## Begin Task input

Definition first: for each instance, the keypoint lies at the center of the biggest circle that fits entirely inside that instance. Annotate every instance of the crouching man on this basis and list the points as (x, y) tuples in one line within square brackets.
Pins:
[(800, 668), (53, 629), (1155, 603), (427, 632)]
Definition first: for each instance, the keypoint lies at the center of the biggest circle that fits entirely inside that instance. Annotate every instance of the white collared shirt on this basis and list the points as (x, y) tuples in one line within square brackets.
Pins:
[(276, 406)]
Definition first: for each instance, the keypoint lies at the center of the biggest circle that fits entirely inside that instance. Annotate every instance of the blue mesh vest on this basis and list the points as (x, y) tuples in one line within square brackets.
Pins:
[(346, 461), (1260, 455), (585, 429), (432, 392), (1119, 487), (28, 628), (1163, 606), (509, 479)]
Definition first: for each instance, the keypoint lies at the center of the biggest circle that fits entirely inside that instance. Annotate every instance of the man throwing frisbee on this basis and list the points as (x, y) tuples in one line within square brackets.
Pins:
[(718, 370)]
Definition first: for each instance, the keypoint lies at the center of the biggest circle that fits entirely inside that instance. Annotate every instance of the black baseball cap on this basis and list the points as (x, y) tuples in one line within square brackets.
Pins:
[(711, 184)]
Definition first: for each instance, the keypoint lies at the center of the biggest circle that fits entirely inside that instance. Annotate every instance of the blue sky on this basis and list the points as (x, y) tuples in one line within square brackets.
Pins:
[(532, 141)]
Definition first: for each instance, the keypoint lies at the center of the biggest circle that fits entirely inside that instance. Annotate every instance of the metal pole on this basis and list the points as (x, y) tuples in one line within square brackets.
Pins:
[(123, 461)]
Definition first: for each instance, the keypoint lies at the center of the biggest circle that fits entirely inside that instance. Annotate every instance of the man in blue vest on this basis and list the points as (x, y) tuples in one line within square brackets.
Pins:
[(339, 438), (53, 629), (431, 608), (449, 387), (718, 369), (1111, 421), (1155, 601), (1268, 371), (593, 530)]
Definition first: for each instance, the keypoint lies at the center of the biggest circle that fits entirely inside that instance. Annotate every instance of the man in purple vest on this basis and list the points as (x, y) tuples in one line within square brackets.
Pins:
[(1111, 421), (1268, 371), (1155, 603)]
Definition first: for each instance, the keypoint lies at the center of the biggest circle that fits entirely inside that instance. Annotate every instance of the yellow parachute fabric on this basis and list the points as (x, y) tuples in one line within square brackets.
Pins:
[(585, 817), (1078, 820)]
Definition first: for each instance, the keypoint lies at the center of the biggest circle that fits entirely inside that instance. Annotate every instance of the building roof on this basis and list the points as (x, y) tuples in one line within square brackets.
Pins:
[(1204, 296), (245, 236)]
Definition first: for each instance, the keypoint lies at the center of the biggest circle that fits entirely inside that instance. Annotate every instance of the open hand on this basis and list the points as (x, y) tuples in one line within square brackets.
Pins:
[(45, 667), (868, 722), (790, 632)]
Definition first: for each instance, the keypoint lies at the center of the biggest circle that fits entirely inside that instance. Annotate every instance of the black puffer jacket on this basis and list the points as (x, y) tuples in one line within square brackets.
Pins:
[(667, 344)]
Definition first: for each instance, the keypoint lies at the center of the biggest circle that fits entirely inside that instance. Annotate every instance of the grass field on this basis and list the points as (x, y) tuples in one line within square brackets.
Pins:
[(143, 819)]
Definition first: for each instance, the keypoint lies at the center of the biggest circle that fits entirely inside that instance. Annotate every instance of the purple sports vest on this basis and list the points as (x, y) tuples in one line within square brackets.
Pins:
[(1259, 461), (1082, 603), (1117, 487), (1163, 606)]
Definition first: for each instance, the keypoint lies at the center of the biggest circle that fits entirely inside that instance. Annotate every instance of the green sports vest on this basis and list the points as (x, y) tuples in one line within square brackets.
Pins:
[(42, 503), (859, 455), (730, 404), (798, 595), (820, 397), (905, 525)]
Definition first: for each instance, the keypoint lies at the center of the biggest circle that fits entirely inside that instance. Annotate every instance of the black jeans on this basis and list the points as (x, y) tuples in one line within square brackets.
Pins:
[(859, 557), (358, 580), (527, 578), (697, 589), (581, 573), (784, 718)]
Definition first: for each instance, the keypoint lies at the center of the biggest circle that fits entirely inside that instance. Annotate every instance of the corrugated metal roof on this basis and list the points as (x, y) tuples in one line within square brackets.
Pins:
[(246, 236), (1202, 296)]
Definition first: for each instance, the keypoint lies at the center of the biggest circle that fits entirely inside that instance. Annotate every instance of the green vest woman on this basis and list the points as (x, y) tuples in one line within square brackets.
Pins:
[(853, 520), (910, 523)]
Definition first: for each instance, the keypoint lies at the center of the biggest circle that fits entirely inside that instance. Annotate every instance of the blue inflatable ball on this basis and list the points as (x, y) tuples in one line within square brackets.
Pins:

## End Task input

## Directions
With the line containing "of the corrugated" as the first and the last line of the records as the final one, print exactly the lines in that span.

## Expected output
Definition first: for each instance, the keypoint lies at the center of the biggest circle that fits entirely inside that instance. Annotate every instance of the corrugated metal roof on this basis and list the points as (x, y) tuples in one line within square brackets.
Pins:
[(246, 236), (1202, 296)]
Definition first: for each instance, the keypoint lies at the center of the biggest circle that fits entirely inside that instance. Annotate every instance of the green vest woman on this basis and list the points as (x, y) tuples in one line within square brackets.
Pins:
[(853, 520), (910, 523)]
Definition first: for each instance, the keypoint lies at the center of the biggest circle that fits entirely inside that instance. Annotate every instance of the blue inflatable ball on this basis and list the points as (x, y) tuples in one line within square brackets.
Pins:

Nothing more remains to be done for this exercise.